Could you return the data below exactly as it appears?
*** Provided material ***
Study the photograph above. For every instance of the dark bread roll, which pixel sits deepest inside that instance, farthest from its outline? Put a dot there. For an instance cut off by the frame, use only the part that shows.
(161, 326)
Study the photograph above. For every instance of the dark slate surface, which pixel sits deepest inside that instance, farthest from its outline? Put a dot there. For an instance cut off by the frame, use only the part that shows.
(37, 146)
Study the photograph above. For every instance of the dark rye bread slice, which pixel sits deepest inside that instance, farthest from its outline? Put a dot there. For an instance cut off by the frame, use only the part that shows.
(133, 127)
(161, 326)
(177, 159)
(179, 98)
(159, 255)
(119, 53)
*** End of Provided material ***
* Solution
Study the photograph above. For every instance of the dark bread roll, which pixel sits deepest inside that instance, farthest from its outline? Put a dot there. For an instance cut off by the frame, use only the part that shows.
(161, 326)
Study the photograph above. For every instance of the dark slate surface, which pixel sits deepest inside that instance, farthest from its outline? Put a dot there. For an instance cut off by the frame, use only the part that shows.
(37, 146)
Study the photograph above. For every instance of the dark rye bread slice, which pixel sits deepest inside that instance, farthest from its outline? Put a dot there. For an instance cut off by the frame, use only the part that shows.
(133, 127)
(161, 326)
(177, 159)
(179, 98)
(159, 255)
(119, 53)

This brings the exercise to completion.